_Aim of the task_:
Rewrite every line of the entries below from the start through the line with "x=450, y=221", raising each point coordinate by 140 and leaving out the pictures.

Position annotation records
::::

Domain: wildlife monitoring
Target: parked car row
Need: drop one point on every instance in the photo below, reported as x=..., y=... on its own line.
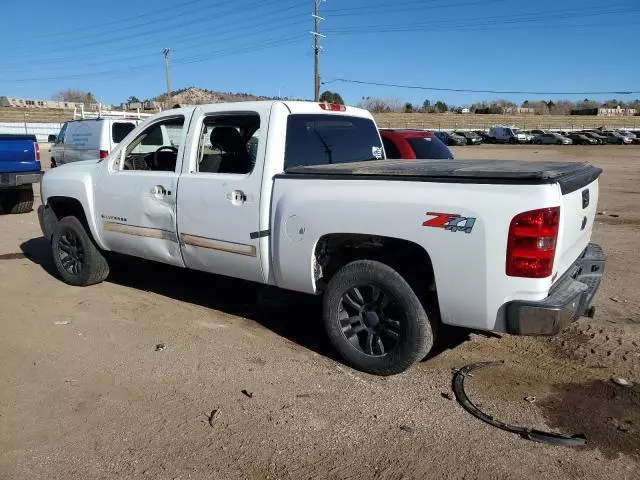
x=513, y=135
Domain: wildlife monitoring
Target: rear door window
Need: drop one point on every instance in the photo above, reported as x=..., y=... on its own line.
x=314, y=139
x=390, y=148
x=119, y=130
x=430, y=148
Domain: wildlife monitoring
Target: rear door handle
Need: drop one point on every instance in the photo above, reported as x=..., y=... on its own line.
x=159, y=191
x=237, y=197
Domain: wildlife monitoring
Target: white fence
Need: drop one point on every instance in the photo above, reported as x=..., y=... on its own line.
x=40, y=130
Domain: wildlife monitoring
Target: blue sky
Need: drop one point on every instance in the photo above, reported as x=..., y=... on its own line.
x=114, y=48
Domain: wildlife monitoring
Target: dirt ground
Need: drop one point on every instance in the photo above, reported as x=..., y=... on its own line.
x=169, y=374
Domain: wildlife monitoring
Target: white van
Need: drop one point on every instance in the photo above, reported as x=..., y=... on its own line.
x=503, y=134
x=92, y=138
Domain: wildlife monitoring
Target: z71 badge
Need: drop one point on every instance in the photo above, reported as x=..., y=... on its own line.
x=450, y=221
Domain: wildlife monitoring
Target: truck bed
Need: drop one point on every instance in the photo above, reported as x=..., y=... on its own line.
x=569, y=175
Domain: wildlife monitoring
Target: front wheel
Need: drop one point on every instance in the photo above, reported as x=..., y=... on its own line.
x=19, y=200
x=76, y=256
x=375, y=320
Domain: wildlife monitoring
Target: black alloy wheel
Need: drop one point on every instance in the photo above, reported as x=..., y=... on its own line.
x=370, y=319
x=71, y=252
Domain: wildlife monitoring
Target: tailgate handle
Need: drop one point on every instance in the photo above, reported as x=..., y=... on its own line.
x=585, y=198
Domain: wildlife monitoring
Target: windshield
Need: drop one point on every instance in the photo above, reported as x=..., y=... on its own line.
x=430, y=147
x=320, y=139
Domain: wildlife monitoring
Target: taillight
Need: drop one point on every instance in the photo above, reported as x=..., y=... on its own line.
x=531, y=244
x=333, y=107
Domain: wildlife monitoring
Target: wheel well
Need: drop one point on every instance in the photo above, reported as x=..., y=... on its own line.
x=66, y=207
x=412, y=261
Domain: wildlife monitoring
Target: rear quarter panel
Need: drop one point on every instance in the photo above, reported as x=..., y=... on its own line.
x=75, y=181
x=469, y=267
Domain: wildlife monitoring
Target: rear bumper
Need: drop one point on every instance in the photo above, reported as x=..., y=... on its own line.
x=11, y=180
x=568, y=299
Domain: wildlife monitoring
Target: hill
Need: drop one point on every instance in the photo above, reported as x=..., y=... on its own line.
x=199, y=96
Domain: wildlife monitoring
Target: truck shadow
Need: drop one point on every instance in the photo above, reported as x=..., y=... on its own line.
x=294, y=316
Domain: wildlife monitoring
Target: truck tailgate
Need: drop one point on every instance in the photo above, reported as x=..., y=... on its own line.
x=17, y=154
x=577, y=214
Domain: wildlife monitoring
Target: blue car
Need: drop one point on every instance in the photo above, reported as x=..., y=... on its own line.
x=19, y=168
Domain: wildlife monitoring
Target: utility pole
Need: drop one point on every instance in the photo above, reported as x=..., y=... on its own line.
x=166, y=66
x=316, y=49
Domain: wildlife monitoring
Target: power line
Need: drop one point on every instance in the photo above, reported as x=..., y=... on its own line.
x=467, y=90
x=396, y=7
x=183, y=61
x=105, y=39
x=92, y=29
x=187, y=40
x=469, y=28
x=494, y=20
x=316, y=49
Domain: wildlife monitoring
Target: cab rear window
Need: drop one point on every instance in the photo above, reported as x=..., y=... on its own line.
x=430, y=147
x=119, y=130
x=328, y=139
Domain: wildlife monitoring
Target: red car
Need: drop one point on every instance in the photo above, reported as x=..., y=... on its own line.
x=413, y=144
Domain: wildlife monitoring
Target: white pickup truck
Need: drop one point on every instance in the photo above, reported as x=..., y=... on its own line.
x=298, y=195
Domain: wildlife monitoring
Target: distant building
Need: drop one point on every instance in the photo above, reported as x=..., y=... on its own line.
x=150, y=105
x=34, y=103
x=606, y=112
x=519, y=111
x=616, y=112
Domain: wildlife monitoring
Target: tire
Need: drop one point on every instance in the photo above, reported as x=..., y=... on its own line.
x=75, y=254
x=17, y=201
x=358, y=306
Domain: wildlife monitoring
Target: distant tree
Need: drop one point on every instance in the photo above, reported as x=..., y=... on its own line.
x=540, y=108
x=440, y=107
x=586, y=103
x=562, y=107
x=75, y=96
x=613, y=103
x=331, y=97
x=378, y=105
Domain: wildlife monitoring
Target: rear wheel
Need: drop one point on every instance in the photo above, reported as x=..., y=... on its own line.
x=76, y=256
x=375, y=320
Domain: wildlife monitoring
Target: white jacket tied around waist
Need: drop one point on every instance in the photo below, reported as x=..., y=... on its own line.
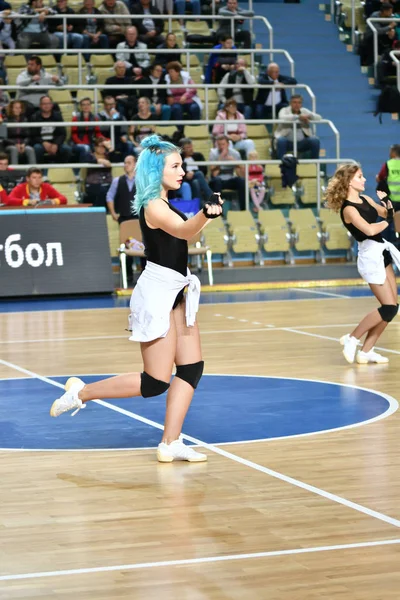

::::

_Correct answer_:
Domain: wildlife monitoring
Target: parked car row
Need: drop one point on every instance in the photo below, reported as x=..., y=... on its own line.
x=653, y=275
Domain: wildlife monitoring
Target: rear door window
Need: drop one point on every instance in the photo above, reported as x=..., y=... on its own line.
x=454, y=279
x=530, y=288
x=259, y=270
x=570, y=288
Domain: wildlife monitoring
Target: rear door handle
Need: drop one point on every instance in the photo above, reported as x=..., y=... on its own line.
x=299, y=331
x=377, y=337
Domain: wildlife monitoring
Target: white fence
Need: drop one point on every instance in the photo above, reported as x=..., y=... on its own line.
x=180, y=270
Domain: wildlife monitoring
Target: blue sky
Need: drop one point on every instance in the photo above, reported as x=..., y=... on its own line.
x=254, y=188
Domain: wildlife monitoring
Target: dirt ground
Need: drop one point on every instance in the photo above, reported as x=..., y=... on its own line.
x=309, y=514
Domain: wildlife monitoring
Target: white van
Need: drop one point on every instance in the photo above, reported as x=..., y=... on its own line.
x=643, y=274
x=232, y=278
Domain: wildlife monitoring
Target: z71 badge
Need: drop one point on every instance in the photo above, reported as x=..., y=... on its own line.
x=590, y=361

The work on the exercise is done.